[Dataset entries]
=======

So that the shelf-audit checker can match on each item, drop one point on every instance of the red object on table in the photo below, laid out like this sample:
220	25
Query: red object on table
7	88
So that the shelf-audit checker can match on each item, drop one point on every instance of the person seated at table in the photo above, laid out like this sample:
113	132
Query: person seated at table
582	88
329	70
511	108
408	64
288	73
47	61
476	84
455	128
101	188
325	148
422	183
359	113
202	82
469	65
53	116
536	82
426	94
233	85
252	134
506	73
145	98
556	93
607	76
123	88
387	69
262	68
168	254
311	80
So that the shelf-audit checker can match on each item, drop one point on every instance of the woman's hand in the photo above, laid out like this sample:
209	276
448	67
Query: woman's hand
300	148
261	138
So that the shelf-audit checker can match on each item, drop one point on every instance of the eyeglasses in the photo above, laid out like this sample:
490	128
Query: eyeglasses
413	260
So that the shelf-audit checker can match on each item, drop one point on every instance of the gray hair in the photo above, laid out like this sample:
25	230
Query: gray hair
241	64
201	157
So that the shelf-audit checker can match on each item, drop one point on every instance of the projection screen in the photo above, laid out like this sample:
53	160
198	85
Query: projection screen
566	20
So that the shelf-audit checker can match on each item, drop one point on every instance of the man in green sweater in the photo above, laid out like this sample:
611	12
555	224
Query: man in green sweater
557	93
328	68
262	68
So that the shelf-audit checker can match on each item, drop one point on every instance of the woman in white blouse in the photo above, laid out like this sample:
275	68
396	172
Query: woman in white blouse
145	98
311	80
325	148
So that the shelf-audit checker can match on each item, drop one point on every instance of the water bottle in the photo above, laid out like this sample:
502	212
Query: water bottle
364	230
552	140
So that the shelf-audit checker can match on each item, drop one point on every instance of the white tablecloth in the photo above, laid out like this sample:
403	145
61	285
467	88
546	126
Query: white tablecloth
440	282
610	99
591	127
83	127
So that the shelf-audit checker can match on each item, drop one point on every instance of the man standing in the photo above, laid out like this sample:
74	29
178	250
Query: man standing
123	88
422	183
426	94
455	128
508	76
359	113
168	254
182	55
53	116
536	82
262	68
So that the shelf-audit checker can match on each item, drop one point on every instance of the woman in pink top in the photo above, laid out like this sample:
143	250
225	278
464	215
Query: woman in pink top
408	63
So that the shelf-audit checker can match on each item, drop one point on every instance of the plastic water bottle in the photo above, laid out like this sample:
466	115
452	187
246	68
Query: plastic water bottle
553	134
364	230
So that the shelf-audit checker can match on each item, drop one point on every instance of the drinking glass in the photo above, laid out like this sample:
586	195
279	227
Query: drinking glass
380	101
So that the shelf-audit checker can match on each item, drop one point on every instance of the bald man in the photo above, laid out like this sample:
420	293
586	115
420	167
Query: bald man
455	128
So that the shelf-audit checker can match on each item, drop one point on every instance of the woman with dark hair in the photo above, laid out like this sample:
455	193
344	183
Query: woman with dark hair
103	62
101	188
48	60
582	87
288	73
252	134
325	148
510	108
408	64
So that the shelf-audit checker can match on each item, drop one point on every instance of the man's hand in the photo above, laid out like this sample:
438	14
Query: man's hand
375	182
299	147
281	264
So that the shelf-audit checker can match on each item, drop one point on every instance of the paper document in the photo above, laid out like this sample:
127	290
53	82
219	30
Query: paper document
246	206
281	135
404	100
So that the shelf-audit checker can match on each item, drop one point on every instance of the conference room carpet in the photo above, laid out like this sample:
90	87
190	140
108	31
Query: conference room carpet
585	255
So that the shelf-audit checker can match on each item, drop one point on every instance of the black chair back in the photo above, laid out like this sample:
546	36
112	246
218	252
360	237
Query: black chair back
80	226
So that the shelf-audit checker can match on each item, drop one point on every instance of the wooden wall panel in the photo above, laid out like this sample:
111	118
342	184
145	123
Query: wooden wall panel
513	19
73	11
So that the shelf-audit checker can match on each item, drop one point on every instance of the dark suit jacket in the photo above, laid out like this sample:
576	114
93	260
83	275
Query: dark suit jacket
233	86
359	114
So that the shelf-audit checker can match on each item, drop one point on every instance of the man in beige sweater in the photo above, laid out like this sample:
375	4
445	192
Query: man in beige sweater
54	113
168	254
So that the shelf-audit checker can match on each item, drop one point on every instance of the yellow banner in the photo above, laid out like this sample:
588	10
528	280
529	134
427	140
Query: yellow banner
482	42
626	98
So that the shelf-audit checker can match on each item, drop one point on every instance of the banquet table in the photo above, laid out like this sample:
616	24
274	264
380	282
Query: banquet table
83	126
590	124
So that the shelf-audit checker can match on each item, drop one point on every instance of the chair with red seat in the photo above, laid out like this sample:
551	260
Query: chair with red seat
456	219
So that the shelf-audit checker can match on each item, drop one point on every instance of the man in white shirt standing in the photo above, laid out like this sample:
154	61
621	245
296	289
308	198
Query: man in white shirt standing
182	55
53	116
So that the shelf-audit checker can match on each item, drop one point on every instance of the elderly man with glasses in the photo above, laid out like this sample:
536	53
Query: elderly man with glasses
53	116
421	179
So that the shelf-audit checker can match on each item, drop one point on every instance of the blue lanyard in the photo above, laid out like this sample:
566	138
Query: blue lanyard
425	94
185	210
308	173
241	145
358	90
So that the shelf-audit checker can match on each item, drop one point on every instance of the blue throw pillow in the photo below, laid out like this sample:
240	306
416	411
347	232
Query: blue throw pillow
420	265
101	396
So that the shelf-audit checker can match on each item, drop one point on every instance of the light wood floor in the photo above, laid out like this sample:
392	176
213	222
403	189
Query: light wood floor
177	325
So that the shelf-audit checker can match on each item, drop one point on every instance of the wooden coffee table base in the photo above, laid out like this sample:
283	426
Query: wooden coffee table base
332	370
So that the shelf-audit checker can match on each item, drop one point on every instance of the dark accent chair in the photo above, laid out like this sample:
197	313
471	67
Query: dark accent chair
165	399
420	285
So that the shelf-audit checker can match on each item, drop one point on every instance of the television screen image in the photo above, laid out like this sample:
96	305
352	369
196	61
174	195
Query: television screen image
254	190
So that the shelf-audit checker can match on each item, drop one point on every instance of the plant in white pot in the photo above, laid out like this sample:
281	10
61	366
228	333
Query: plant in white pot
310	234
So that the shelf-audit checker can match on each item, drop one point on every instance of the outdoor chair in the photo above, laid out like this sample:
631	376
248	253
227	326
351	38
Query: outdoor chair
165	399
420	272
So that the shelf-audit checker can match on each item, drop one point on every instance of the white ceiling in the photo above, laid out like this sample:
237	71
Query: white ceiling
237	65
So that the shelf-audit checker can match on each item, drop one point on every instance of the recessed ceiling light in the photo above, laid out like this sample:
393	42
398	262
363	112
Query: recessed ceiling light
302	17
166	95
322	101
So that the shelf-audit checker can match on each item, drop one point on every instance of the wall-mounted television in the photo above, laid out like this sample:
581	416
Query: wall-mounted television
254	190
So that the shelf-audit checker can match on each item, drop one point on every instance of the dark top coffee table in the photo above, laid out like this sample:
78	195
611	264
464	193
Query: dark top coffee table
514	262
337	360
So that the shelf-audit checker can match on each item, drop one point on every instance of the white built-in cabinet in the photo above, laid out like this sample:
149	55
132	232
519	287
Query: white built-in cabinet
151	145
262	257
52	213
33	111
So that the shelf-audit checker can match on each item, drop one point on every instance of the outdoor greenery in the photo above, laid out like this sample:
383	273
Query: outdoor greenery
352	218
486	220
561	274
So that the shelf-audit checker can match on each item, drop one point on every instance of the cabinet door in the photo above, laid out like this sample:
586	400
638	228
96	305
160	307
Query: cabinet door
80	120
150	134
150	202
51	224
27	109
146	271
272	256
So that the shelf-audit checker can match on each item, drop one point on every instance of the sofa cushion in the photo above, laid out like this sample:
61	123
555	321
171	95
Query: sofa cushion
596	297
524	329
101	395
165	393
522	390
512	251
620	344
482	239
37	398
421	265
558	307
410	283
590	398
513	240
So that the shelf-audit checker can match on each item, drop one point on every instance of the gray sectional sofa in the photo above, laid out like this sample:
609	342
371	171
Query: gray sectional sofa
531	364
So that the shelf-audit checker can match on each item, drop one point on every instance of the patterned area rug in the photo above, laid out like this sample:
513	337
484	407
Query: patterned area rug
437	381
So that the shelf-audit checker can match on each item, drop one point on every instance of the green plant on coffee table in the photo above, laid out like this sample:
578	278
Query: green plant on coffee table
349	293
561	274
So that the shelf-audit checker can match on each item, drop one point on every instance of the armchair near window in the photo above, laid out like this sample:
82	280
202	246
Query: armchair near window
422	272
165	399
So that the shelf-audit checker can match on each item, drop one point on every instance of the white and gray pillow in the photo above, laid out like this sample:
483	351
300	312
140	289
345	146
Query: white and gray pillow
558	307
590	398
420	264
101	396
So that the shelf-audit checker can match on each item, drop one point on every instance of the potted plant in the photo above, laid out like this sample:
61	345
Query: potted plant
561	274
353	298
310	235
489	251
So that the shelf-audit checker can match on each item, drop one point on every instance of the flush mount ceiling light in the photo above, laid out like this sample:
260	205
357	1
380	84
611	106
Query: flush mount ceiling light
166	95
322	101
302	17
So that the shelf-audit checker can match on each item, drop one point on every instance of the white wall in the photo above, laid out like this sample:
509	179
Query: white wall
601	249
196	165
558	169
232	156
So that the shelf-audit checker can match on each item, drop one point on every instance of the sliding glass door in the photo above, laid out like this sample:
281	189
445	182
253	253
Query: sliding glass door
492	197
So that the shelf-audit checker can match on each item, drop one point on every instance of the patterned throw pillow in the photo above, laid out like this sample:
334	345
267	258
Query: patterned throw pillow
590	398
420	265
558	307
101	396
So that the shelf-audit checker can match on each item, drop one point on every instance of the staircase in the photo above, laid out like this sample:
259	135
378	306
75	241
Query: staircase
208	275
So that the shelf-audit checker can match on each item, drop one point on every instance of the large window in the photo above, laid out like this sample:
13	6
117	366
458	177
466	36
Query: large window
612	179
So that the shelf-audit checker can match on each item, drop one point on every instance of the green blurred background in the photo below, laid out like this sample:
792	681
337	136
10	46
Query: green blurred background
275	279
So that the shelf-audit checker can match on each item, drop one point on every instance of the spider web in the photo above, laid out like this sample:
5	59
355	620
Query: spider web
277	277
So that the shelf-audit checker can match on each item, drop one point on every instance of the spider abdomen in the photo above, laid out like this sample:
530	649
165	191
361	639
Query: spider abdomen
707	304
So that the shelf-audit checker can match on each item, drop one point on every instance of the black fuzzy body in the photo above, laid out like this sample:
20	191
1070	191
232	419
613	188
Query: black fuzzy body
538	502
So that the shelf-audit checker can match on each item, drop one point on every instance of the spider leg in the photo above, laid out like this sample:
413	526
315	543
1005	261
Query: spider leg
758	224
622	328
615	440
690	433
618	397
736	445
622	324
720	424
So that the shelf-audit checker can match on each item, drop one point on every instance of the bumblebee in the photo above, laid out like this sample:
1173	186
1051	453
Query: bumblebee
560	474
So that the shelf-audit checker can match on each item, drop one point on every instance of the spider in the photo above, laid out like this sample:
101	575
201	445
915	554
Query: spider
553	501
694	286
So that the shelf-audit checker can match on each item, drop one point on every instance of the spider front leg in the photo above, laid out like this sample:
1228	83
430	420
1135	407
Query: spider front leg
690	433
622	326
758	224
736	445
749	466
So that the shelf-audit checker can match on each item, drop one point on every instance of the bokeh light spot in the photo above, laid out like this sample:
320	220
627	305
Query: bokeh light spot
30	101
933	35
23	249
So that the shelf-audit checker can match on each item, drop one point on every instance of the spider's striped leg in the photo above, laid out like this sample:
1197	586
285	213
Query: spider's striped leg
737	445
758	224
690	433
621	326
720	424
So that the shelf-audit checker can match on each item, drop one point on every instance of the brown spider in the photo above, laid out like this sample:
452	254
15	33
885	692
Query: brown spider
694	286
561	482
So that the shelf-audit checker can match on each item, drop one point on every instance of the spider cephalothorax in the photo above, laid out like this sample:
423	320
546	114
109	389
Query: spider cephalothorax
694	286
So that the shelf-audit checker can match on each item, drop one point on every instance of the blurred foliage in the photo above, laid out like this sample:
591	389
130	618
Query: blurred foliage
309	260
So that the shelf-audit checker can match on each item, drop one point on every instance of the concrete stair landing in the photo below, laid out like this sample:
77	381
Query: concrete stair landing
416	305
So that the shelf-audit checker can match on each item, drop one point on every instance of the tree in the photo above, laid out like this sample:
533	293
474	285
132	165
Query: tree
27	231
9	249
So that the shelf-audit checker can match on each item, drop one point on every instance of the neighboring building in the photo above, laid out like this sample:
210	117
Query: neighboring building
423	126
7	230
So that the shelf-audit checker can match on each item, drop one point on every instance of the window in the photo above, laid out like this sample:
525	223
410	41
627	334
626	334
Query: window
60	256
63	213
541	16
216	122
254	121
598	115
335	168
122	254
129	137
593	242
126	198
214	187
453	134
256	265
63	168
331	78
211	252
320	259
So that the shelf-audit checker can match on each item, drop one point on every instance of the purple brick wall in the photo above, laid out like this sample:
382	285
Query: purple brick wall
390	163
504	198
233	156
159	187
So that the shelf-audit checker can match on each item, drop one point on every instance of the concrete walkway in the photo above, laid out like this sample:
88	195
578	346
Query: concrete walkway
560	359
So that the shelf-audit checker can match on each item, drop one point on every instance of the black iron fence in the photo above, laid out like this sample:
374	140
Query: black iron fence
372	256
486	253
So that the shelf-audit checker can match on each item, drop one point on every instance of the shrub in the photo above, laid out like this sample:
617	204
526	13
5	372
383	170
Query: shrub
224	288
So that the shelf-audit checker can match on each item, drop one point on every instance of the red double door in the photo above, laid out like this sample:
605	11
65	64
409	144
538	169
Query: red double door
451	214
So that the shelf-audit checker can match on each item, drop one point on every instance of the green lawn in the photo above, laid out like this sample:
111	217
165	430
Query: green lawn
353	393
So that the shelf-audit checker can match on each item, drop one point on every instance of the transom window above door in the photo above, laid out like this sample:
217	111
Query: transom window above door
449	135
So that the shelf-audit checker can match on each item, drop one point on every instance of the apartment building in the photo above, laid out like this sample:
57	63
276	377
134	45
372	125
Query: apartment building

=======

Return the lines above that include the string "apartment".

_Completed exercise_:
So that the shelf-audit checker can match on each item, drop one point on every instance of the apartment building in the photo above, laid out like this sample:
Query: apartment building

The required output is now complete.